WHAT THE TASK REQUIRES:
Extract all lines that hold "sleeve" from the records below.

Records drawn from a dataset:
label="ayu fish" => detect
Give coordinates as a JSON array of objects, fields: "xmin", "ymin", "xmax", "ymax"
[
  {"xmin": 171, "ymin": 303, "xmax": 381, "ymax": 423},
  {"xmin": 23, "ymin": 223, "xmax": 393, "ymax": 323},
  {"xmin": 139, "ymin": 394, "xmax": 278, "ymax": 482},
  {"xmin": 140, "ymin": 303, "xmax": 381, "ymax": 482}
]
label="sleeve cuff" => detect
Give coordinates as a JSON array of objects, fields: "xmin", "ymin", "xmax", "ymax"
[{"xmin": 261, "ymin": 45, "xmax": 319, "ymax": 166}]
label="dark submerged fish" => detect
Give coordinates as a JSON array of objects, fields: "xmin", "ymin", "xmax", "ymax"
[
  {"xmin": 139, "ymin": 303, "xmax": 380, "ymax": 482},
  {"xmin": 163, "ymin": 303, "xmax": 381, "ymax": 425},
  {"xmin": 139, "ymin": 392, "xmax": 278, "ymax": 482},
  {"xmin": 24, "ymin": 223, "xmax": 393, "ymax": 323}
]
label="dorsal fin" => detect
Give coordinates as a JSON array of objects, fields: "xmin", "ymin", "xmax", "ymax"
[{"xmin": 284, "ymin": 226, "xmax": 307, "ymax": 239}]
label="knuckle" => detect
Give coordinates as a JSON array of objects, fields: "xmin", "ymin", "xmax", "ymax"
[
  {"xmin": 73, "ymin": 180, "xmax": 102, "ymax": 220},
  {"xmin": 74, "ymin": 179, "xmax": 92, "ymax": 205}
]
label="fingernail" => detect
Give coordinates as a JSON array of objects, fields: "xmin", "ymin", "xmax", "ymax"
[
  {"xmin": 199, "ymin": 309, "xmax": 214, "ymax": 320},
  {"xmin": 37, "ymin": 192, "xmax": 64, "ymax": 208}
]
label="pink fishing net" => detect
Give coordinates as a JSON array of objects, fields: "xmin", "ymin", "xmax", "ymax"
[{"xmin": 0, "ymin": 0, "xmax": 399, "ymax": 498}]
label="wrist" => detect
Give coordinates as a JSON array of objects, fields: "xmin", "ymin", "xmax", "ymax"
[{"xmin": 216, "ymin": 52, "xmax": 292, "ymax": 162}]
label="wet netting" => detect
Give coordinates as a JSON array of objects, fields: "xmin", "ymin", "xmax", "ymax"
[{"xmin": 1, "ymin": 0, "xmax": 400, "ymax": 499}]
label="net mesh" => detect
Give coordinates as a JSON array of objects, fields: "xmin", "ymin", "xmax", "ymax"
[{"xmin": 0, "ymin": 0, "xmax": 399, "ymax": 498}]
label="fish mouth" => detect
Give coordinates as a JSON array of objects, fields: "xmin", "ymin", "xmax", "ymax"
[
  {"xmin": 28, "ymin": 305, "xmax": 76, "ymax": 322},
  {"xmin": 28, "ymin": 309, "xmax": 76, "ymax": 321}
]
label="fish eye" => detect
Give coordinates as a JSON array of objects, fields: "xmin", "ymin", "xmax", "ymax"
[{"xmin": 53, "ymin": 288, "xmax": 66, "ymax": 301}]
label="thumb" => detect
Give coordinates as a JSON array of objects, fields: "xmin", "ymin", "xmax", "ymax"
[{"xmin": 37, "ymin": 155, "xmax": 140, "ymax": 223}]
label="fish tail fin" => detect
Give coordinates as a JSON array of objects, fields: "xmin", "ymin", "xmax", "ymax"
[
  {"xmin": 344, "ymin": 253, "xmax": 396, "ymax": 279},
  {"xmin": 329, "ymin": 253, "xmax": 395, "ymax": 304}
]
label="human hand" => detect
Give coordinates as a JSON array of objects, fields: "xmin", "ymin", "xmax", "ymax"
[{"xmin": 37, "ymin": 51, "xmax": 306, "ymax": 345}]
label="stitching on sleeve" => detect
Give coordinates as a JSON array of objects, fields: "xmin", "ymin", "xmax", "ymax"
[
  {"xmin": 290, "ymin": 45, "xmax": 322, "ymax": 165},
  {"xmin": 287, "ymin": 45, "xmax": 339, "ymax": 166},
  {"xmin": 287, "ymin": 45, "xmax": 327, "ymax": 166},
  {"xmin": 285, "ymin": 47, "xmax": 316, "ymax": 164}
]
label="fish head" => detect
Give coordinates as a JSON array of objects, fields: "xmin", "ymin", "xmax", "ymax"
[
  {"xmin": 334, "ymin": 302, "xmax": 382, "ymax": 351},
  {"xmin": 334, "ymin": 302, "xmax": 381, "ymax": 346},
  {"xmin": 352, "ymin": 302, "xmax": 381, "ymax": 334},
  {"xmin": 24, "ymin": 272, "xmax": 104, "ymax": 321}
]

COMPLETED TASK:
label="sleeve cuff" => detect
label="stitching on sleeve" => detect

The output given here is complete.